*** Opening Information given ***
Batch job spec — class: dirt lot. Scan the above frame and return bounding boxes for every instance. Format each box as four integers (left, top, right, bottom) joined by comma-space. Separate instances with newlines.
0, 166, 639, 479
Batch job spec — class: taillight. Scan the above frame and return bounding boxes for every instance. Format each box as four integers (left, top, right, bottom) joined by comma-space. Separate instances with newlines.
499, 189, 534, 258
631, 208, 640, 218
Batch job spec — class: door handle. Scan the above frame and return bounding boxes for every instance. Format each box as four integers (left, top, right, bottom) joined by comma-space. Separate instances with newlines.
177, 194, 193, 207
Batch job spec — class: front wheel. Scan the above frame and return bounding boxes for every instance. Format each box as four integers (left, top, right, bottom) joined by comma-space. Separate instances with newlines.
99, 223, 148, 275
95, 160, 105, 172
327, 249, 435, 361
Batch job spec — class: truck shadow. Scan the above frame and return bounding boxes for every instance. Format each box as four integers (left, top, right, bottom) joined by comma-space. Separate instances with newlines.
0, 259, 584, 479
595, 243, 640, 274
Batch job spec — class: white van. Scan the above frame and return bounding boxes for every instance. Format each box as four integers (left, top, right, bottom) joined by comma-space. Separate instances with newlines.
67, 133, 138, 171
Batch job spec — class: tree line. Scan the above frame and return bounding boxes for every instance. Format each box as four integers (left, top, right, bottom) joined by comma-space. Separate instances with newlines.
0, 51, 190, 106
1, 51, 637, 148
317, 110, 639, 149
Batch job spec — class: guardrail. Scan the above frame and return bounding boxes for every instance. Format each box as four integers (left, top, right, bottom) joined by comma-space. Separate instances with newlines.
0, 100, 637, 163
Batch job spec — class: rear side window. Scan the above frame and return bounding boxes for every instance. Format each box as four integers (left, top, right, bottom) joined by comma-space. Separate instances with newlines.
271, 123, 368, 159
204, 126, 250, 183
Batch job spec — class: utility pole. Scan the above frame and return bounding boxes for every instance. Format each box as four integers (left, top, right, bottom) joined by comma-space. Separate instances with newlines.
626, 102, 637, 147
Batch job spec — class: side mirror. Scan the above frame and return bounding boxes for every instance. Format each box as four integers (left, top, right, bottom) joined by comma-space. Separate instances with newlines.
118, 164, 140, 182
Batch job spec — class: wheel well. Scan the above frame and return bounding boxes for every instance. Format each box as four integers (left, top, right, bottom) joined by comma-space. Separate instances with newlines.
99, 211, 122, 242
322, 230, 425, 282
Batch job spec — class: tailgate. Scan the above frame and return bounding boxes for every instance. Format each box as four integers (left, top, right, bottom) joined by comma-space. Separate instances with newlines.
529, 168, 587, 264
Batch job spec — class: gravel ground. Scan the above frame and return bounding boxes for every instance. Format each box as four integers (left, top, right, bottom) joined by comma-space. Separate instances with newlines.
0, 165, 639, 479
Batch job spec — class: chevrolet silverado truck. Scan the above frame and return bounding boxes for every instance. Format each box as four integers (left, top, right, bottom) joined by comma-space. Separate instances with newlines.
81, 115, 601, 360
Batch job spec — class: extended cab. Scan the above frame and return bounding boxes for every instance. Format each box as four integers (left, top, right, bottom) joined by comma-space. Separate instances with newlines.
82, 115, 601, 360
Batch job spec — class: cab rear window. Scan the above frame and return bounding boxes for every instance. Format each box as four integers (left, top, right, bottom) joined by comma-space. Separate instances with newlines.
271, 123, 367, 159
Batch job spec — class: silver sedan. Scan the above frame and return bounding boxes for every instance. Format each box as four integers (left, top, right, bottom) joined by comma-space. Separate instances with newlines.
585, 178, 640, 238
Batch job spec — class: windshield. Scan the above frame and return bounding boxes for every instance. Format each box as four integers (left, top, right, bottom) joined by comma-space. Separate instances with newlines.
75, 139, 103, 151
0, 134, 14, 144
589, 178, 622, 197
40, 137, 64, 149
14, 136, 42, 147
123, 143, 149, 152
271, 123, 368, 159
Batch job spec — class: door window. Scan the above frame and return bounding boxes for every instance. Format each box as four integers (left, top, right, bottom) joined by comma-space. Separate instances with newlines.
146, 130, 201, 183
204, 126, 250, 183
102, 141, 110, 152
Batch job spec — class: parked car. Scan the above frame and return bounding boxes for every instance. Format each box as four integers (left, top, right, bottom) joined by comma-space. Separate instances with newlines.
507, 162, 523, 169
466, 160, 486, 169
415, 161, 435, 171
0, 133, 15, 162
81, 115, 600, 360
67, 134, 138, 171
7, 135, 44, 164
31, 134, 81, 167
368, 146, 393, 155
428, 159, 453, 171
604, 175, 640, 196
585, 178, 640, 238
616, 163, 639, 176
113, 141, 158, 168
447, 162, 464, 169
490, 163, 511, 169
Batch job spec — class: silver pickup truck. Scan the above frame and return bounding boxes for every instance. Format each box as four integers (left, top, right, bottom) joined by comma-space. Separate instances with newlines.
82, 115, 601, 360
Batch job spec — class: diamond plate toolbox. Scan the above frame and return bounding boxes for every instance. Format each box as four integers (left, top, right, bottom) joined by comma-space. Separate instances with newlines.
*** Closing Information given ***
- Task requirements -
Your answer should be the full set of records above, restated exactly.

- Finished exercise -
Batch job spec — class: dirt lot. Scan the above frame and return bounding boxes for every instance. Format each box as four integers (left, top, right, bottom) joined by comma-space. Separate instances with newlines.
0, 166, 639, 479
Batch job spec — class: taillight. Scan the above frame and return bounding boxes for every instance. Format each box as four integers (left, top, right, bottom) joined by comma-space. Separate instances with newlines.
499, 189, 534, 258
631, 208, 640, 218
Batch job spec — class: door handle. Scan the above frame and return bounding boxes for every instance. Format each box as four integers (left, top, right, bottom) joined by comma-space. Separate instances with newlines.
177, 194, 193, 207
Batch job spec — class: front wheel. Scan the above frame and return bounding boxes for every instance. Format each box as four integers (left, top, right, bottom) joined by comma-space. Separate instances with newlines.
99, 223, 148, 275
95, 160, 105, 172
327, 249, 435, 361
Batch job spec — class: truck shadow. Scan the above frame and return bounding boxes for every instance. Format each box as four integers (left, top, right, bottom) joined by comma-space. Separate instances with newlines.
0, 259, 584, 479
595, 243, 640, 274
Batch job spec — class: white van. Scan the above frame and return bounding boxes for every instance. Format each box as four integers (left, top, right, bottom) joined by comma-space. Separate instances with newlines.
67, 133, 138, 171
Batch job spec — class: tree line. Scan the above frame and return bounding boxes for every instance. Format each box as four integers (left, top, right, bottom) joined by comma-space. Separate instances with newlines.
0, 51, 190, 106
1, 51, 637, 148
317, 110, 639, 149
Batch job spec — class: guardrail. Scan the above frame and return bounding boxes for every instance. Format each box as four integers (left, top, right, bottom) joined by comma-space. Separate instances with newlines.
0, 100, 637, 163
Batch job spec — class: rear side window. Scan the above frame and return bounding boxes for every instance. Format each box as four integers (left, top, right, bottom) joined by comma-space. Separate instances with newlines.
271, 123, 368, 159
204, 126, 250, 183
Batch job spec — class: utility pole. Scan the above frame and return bounding boxes for every instance. Format each box as four integers (left, top, right, bottom) joined by comma-space. Separate instances with newlines.
626, 102, 637, 147
Batch job spec — class: side mirror. Scan the above frame and return bounding boxes for every instance. Format each box as four integers (left, top, right, bottom) joined by comma-space. Separate instances with newlines.
118, 164, 140, 182
Batch job spec — class: wheel well. Scan the above frame and return bounding boxes for every instance. Format each box as four integers (left, top, right, bottom) joined by comma-space. Separate instances with newlines.
99, 211, 122, 242
322, 230, 425, 282
Batch job spec — class: tailgate. Scan the above frame and return bounding boxes for every instance. Format each box as four integers (left, top, right, bottom) joined by comma-space. Separate instances with newlines.
529, 168, 587, 264
Batch job spec — class: gravel ground. Scan the above frame and return bounding boxes for every instance. Format each box as four integers (left, top, right, bottom) joined by comma-space. Separate instances with newlines.
0, 165, 639, 479
Batch job spec — class: chevrolet silverado truck. Scan the above frame and return bounding boxes for every instance. Format each box as four integers (left, top, right, bottom) joined by comma-space. Separate instances with newlines.
81, 115, 601, 360
Batch job spec — class: extended cab. Scan the above frame and return bounding boxes for every instance. Format each box as four integers (left, top, right, bottom) joined by comma-space. Separate instances with newlines.
82, 115, 601, 360
Batch job spec — class: cab rear window. Scan the above frame and return bounding boxes for every instance. Format each box as four integers (left, top, right, bottom) joined by comma-space. Separate instances with newlines.
271, 123, 367, 159
Batch job spec — class: silver sedan. Scan the above frame and return bounding boxes for every instance. Format each box as four integers (left, top, right, bottom) joined by comma-space. Separate instances with newlines.
585, 178, 640, 238
Batch job spec — class: windshield. Scan the above frame and return bounding boxes for every instance. Format each box as four integers (left, top, right, bottom) joined by comma-space. Separate instances with newlines.
75, 139, 103, 151
0, 134, 14, 144
589, 178, 622, 197
40, 137, 64, 149
14, 136, 42, 147
123, 143, 149, 152
271, 123, 368, 159
Batch job spec — class: door window. Scan the above frame and return bounding boxes for every instance. Format each box as four integers (left, top, right, bottom) joined by comma-space. Separate instances with newlines.
146, 130, 201, 183
204, 126, 250, 183
102, 141, 110, 152
Batch job spec — class: parked car. Scan the above frame and return bounding boxes for every instance. Format each box as four integers (left, top, right, bottom) joined by comma-space. Separate instances with newlines.
507, 162, 523, 169
466, 160, 486, 169
415, 161, 435, 171
0, 133, 15, 162
81, 115, 600, 360
67, 134, 138, 171
7, 135, 44, 164
31, 134, 81, 167
368, 146, 393, 155
428, 159, 453, 171
604, 175, 640, 196
585, 178, 640, 238
616, 163, 639, 176
113, 141, 158, 168
447, 162, 464, 169
490, 163, 511, 169
Batch job spec — class: silver pickup truck. Scan the above frame and return bounding boxes for every instance. Format each box as four integers (left, top, right, bottom) joined by comma-space. Separate instances with newlines.
82, 115, 601, 360
Batch job spec — class: diamond plate toolbox. Scan the above frame and return bounding boxes for every instance. Format each box as four integers (left, top, right, bottom) joined by comma-space. Separate instances with newlines.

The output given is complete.